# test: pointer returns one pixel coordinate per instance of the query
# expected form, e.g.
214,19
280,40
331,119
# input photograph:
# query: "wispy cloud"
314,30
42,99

Your assignment: Extract each entry in full and write it down exactly.

Output of the task:
# test: pointer returns one pixel coordinate per instance of the query
# expected form, e.g.
214,19
280,40
331,119
# input photograph:
# query: "wispy cloud"
314,30
42,99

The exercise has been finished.